● Material provided:
_____
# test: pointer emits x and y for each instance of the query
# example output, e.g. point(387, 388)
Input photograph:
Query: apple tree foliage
_____
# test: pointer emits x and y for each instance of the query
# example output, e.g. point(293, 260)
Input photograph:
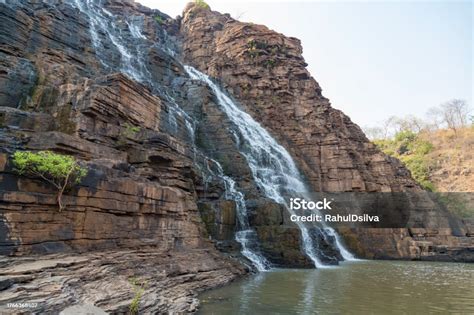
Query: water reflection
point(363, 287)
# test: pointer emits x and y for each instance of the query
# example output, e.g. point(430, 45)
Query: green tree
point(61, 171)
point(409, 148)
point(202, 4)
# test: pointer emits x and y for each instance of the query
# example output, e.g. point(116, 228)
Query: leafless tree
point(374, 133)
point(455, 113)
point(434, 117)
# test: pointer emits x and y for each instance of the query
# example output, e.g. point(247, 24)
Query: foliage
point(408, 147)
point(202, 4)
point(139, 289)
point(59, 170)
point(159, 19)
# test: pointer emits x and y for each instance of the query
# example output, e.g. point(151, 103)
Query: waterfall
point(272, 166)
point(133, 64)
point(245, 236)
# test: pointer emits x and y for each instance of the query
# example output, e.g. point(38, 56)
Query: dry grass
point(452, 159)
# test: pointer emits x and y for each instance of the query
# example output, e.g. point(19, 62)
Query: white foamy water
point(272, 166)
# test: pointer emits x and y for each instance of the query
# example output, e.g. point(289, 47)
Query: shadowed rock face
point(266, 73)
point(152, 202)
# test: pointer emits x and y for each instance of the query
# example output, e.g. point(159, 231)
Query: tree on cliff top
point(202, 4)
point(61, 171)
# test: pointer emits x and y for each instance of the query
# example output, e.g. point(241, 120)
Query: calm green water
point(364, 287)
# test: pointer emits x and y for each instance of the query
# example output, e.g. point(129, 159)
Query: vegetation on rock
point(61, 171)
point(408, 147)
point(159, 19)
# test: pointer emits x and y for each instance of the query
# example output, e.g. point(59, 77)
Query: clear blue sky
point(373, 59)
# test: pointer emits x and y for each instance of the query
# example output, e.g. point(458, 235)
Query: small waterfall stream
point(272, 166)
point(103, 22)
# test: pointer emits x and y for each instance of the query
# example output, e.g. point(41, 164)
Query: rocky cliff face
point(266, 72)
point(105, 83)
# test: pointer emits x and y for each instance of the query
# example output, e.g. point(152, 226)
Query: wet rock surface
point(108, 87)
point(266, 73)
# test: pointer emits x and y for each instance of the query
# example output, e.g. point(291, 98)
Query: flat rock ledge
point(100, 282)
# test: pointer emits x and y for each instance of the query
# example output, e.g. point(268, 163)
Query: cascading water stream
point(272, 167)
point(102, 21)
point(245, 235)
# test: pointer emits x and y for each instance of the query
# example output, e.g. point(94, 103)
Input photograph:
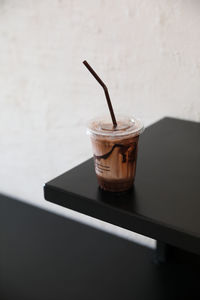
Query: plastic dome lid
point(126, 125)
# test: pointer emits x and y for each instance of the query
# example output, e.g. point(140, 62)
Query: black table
_____
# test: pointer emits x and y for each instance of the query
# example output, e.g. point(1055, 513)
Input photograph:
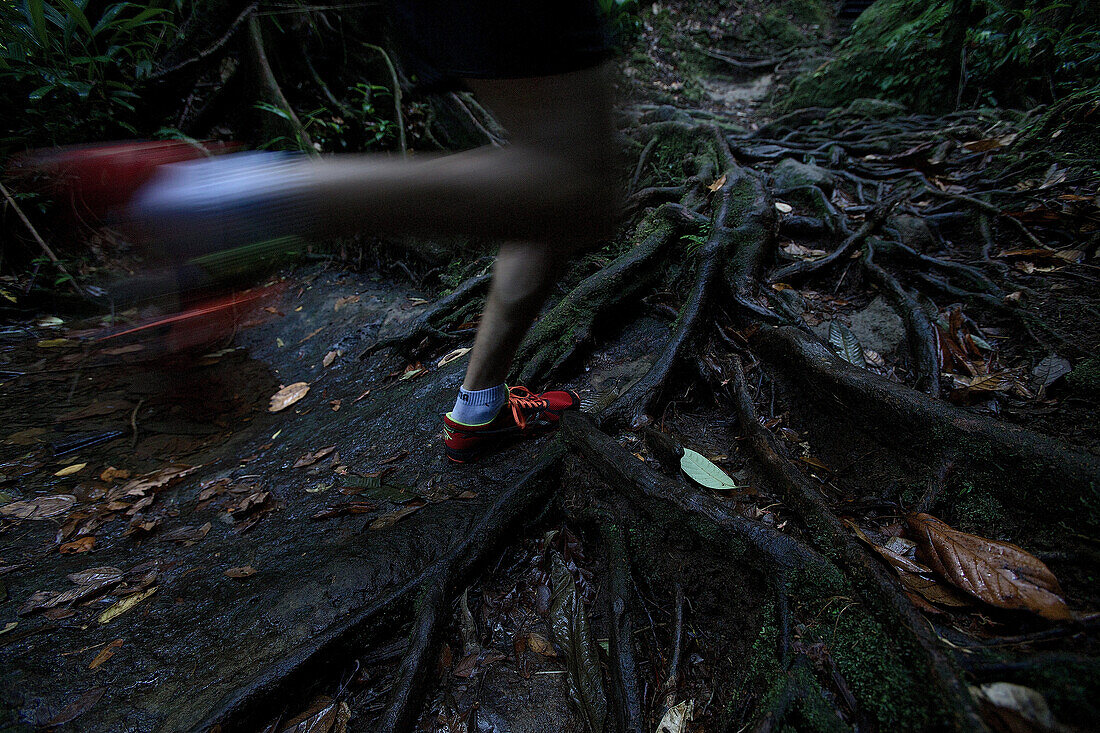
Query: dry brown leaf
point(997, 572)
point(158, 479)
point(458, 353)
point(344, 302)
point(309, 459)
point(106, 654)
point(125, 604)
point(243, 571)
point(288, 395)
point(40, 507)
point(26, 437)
_____
● The exercise: Pick out every line in the material above that contains the word "cliff", and copy each of those lines in full.

● Solution to the problem:
Query: tree on cliff top
Query: rocky cliff face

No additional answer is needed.